* **EXERCISE AIM**
Which rows below contain the word "opening"? Copy each one in full.

* **Dataset excerpt**
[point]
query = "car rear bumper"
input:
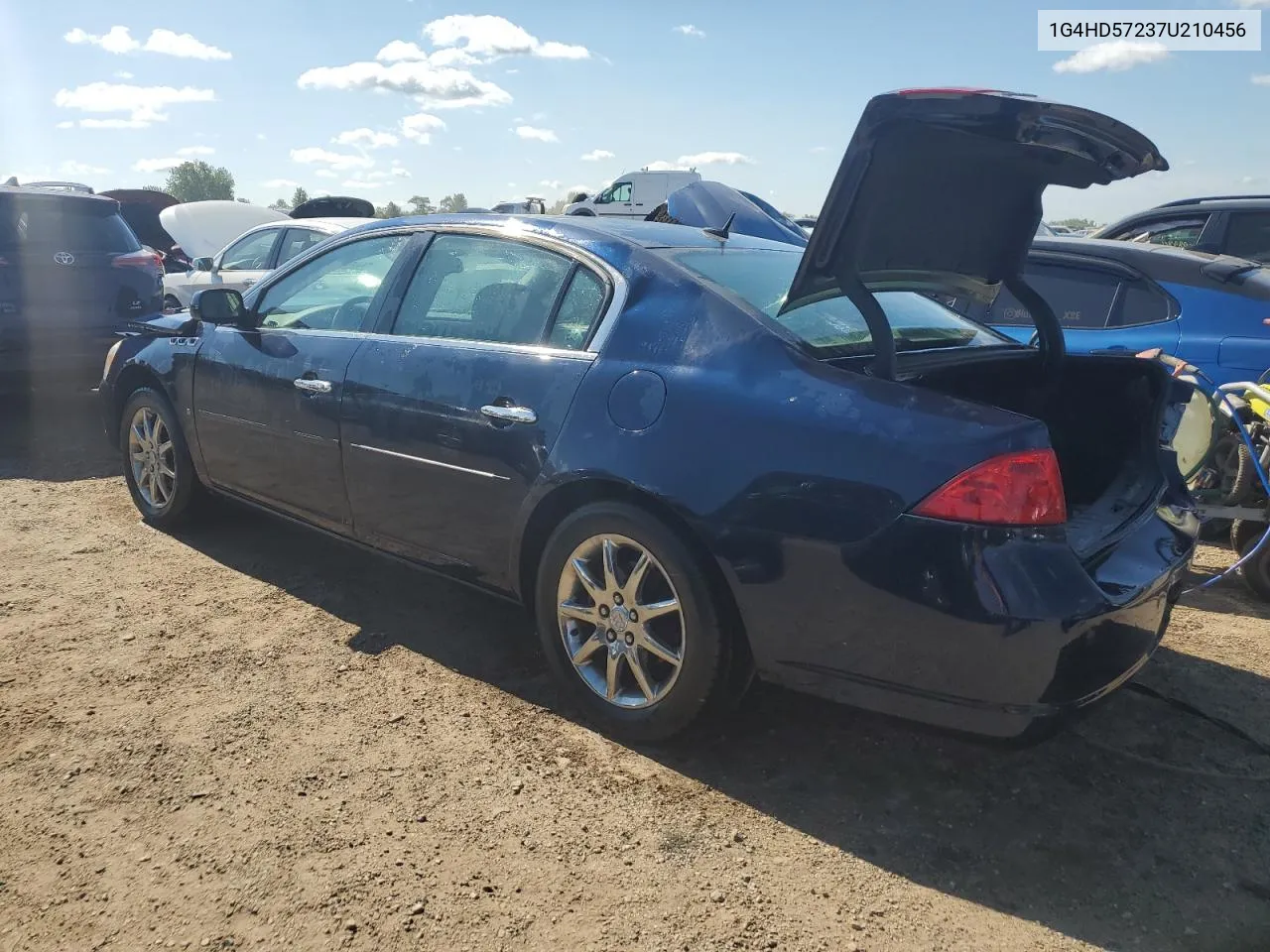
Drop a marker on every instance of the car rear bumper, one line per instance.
(970, 629)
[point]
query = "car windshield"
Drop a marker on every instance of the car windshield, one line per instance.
(834, 327)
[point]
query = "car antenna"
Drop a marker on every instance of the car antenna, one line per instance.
(724, 232)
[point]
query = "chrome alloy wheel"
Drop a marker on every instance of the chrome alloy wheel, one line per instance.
(153, 457)
(621, 621)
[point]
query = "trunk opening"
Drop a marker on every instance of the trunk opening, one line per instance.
(1103, 416)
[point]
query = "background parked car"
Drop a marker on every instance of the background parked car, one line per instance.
(255, 253)
(71, 275)
(633, 194)
(1119, 296)
(1228, 225)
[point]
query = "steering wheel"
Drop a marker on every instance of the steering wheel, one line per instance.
(345, 312)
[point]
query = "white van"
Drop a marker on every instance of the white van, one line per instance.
(634, 194)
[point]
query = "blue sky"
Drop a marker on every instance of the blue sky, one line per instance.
(504, 99)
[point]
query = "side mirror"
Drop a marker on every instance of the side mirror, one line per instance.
(218, 306)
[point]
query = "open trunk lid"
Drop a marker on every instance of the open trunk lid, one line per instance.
(202, 229)
(940, 189)
(140, 208)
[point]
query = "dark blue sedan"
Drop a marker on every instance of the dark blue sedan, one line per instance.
(697, 454)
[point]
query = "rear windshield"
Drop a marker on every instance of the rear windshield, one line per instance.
(834, 327)
(53, 225)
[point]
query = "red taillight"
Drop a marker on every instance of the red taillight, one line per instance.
(1015, 489)
(139, 259)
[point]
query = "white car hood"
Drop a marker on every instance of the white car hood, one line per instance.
(202, 229)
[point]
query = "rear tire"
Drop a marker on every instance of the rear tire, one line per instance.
(1245, 535)
(157, 462)
(636, 667)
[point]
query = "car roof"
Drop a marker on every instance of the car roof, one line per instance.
(54, 193)
(590, 232)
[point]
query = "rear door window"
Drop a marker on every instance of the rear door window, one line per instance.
(296, 241)
(1141, 302)
(1080, 298)
(1248, 235)
(472, 287)
(1178, 232)
(250, 253)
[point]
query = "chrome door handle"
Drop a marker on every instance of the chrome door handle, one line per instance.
(509, 414)
(313, 386)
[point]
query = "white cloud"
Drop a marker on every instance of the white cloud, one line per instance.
(418, 127)
(365, 137)
(716, 159)
(338, 162)
(1115, 56)
(75, 168)
(151, 166)
(490, 37)
(114, 123)
(440, 87)
(119, 40)
(183, 45)
(400, 50)
(143, 103)
(536, 134)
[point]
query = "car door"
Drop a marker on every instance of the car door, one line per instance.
(267, 399)
(449, 416)
(246, 261)
(1101, 308)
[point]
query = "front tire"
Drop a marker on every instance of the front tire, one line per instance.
(157, 462)
(629, 624)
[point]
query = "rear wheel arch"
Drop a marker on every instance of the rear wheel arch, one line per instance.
(553, 508)
(132, 379)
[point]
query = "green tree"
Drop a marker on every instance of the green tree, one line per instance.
(199, 181)
(422, 204)
(456, 202)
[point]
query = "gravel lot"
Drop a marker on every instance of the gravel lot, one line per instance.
(250, 737)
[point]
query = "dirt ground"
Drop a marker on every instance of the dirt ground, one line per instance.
(248, 737)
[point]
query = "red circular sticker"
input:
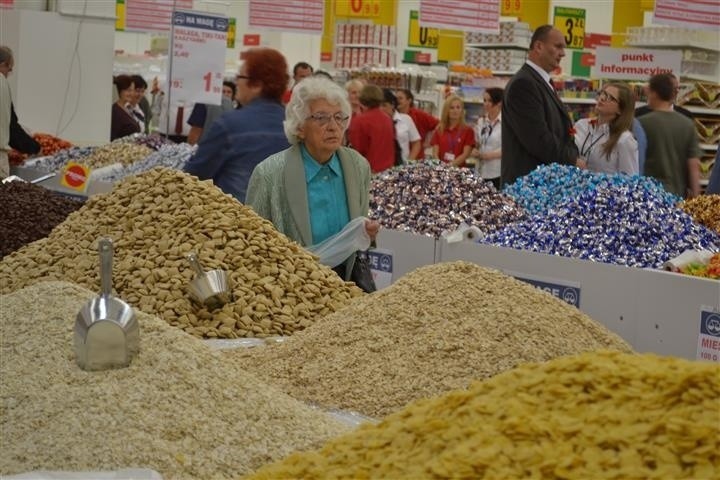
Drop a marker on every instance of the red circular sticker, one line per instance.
(75, 176)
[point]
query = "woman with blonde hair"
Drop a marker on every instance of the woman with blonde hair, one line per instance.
(606, 143)
(453, 139)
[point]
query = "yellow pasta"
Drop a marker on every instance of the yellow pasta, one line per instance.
(599, 415)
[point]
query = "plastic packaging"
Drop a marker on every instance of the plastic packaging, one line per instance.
(336, 249)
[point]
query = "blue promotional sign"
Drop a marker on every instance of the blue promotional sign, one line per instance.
(708, 348)
(566, 291)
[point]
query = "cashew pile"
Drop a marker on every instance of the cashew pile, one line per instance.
(155, 220)
(599, 415)
(177, 409)
(437, 328)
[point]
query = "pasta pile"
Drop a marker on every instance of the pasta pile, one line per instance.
(594, 415)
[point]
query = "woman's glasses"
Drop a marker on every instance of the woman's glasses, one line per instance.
(323, 119)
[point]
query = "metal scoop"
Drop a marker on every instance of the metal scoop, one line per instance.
(212, 288)
(107, 334)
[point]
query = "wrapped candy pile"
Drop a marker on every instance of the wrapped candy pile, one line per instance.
(170, 155)
(550, 185)
(431, 199)
(152, 141)
(625, 225)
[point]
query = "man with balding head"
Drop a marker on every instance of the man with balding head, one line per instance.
(536, 126)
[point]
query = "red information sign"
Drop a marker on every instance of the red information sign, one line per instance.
(251, 40)
(467, 15)
(296, 15)
(152, 15)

* **WRITTEN ANSWER**
query = "trunk opening"
Drop a marker on every instance of the trunk opening, one line per instance.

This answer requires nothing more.